**DOCUMENT EXCERPT:**
┌────────
Always worth a try, it just works with my most wireless and wired
ethernet cards, although a few versios did get the wrong driver for
Orinoco cards - that was due to a typo in the PCMCIA_CS package (they
were a little behind the cutting edge).

> CD on this laptop is broken.

Is that broken broken, or does it share an interrupt with the PCMCIA
controler ;)

>>Tried this "card" in some other machines/OS?
> 
> 
> I've seen this card working on another laptop running
> redhat 9 and it works fine under windows.

The magic module is pcnet_cs this is the driver for the FA411. It is
tried and tested technology, some might say a bit long in the tooth.

Things only beeps if the pcmcia manager stuff is running, and as you
diagnosed this is about getting the right modules for the controller
chipset.

i82365 is the common 'old' Intel PCMCIA controller chipset, it is
getting rarer these days, but is well supported under Linux (and
anything else that has PCMCIA sockets probably).

You shouldn't have to guess which PCMCIA controller you have, it should
be in the manual for the laptop, and I think lspci will list it on most
laptops. Although later kernels may attempt to drive them all through
the yenta sockets stuff you don't always have to do what the OS wants
you to (this is Linux not MS Windows).

Haven't tried it under Redat 9, but if at first it doesn't work, I aways
just install the latest PCMCIA_CS packages, these drivers are usually a
few months ahead of the kernel, and thus do more magic in sorting out
interrupts and IO ports.

You can of course have thoroughly nobbled things in the BIOS, or by
building your own kernels, but if you avoided these paths away from the
Redhat way, I'd expect it to just work, possibly with a hint about what
PCMCIA chipset you have.

ou are confident it isn't that the hardware is broke?
└────────
**SET OF TASKS:**
1. In the mailing list reply about PCMCIA network cards, which module is named as the driver for the FA411?
2. Rewrite the passage of the mailing list reply starting with "You can of course" and going on through "hardware is broke?", switching "BIOS" to "firmware".

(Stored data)
┌────────
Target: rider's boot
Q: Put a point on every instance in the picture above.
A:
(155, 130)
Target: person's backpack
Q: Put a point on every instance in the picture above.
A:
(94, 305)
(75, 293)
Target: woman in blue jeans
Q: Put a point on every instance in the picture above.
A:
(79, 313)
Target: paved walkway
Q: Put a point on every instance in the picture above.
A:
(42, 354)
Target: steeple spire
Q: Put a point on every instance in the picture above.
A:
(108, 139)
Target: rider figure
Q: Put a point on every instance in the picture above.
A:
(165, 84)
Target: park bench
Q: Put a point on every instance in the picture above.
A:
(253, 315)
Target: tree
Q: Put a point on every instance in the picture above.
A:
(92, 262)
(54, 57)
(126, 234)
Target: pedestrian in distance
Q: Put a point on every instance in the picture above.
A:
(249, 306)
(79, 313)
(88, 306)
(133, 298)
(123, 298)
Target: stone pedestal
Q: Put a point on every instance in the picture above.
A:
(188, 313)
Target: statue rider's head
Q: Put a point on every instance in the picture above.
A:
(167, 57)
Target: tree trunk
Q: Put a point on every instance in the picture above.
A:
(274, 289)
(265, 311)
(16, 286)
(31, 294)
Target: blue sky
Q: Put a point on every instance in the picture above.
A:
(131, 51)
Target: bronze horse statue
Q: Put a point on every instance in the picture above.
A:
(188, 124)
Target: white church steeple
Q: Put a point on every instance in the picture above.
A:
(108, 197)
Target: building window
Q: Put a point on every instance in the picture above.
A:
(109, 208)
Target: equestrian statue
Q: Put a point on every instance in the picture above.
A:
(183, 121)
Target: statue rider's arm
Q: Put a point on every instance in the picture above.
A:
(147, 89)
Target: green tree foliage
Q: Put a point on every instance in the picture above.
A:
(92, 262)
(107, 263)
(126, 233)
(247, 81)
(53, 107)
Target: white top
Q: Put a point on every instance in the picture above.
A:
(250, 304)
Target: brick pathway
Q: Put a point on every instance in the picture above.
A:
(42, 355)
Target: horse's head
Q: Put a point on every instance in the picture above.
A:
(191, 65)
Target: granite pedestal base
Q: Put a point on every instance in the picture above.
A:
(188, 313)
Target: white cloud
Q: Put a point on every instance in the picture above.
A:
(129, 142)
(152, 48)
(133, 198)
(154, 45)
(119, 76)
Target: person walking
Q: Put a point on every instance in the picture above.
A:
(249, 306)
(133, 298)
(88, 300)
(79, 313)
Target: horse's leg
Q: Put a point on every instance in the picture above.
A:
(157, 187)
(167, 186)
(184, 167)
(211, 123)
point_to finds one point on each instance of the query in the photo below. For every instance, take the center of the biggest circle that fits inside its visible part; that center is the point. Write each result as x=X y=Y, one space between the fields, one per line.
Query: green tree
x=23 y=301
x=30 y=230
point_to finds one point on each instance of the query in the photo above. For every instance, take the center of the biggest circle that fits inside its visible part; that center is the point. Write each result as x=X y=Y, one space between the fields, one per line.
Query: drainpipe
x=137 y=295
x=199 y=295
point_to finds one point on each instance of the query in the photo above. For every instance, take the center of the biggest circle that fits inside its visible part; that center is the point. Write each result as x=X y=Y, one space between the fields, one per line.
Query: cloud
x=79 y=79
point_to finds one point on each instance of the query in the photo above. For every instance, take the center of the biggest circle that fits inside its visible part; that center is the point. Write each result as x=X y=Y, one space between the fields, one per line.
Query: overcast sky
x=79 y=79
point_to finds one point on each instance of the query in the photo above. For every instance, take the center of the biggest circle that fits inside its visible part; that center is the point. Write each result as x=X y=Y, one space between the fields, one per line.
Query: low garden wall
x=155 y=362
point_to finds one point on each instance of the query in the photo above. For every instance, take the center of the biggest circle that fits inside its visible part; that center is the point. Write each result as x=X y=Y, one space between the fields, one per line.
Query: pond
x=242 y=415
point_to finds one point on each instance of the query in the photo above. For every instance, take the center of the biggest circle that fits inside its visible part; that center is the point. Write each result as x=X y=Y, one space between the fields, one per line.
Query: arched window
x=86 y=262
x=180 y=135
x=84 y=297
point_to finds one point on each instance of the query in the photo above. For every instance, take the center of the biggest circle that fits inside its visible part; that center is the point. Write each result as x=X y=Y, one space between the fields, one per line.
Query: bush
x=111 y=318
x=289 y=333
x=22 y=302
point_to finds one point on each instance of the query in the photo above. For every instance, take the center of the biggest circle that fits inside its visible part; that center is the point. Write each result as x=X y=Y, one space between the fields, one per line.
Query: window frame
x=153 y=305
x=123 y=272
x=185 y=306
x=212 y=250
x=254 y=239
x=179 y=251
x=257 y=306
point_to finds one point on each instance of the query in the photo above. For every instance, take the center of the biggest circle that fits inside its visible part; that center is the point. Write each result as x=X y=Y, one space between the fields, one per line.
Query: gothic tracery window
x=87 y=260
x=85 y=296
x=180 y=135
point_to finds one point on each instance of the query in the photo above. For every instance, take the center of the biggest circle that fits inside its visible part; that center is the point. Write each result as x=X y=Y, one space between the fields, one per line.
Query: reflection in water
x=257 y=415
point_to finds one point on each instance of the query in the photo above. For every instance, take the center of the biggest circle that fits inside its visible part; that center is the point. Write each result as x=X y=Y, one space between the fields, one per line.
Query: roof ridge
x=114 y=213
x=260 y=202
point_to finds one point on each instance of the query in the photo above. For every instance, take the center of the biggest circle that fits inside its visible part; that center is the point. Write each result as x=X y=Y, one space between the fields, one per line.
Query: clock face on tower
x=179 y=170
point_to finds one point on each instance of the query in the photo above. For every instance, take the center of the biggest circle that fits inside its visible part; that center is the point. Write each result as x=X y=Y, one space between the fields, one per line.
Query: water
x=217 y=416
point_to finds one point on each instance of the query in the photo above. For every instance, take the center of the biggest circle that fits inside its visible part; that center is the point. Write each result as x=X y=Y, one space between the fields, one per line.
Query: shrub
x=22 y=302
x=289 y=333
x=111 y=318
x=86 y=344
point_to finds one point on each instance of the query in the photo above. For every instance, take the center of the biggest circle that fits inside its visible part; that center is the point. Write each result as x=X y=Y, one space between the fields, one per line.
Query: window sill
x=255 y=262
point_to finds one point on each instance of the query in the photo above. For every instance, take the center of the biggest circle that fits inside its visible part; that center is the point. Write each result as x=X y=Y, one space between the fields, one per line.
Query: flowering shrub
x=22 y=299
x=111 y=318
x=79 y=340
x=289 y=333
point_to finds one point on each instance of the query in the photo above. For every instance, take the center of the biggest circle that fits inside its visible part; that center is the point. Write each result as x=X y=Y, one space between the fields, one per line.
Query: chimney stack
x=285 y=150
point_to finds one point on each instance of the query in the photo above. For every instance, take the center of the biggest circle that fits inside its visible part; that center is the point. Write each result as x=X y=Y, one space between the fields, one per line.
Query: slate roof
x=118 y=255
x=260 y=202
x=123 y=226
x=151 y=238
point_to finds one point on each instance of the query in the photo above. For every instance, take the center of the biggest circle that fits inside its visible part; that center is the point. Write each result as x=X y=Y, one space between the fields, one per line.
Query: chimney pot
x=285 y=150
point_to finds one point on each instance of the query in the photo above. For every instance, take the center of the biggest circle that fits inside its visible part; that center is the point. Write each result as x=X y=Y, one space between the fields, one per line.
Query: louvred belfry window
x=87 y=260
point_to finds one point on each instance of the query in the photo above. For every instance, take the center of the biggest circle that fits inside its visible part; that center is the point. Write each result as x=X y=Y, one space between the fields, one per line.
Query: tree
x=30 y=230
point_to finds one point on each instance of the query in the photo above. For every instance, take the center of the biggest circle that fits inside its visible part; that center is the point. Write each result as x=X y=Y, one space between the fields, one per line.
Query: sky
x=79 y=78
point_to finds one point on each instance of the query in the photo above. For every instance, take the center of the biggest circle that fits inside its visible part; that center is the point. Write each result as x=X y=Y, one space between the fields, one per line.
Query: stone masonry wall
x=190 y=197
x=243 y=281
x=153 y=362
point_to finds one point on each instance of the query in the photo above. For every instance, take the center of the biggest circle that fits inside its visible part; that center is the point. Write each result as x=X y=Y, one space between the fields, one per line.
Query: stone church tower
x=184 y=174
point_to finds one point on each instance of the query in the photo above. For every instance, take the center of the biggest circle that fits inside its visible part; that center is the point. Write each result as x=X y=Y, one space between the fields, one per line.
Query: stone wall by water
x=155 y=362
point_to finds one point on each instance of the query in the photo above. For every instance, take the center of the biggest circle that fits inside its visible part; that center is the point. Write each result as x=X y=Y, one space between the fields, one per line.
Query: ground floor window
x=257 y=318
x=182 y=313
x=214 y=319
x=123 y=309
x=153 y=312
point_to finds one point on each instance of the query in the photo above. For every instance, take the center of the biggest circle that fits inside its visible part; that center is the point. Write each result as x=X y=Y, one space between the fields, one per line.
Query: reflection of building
└────────
**RESPONSES FOR EACH TASK:**
1. pcnet_cs

2.
You can of course have thoroughly nobbled things in the firmware, or by
building your own kernels, but if you avoided these paths away from the
Redhat way, I'd expect it to just work, possibly with a hint about what
PCMCIA chipset you have.

ou are confident it isn't that the hardware is broke?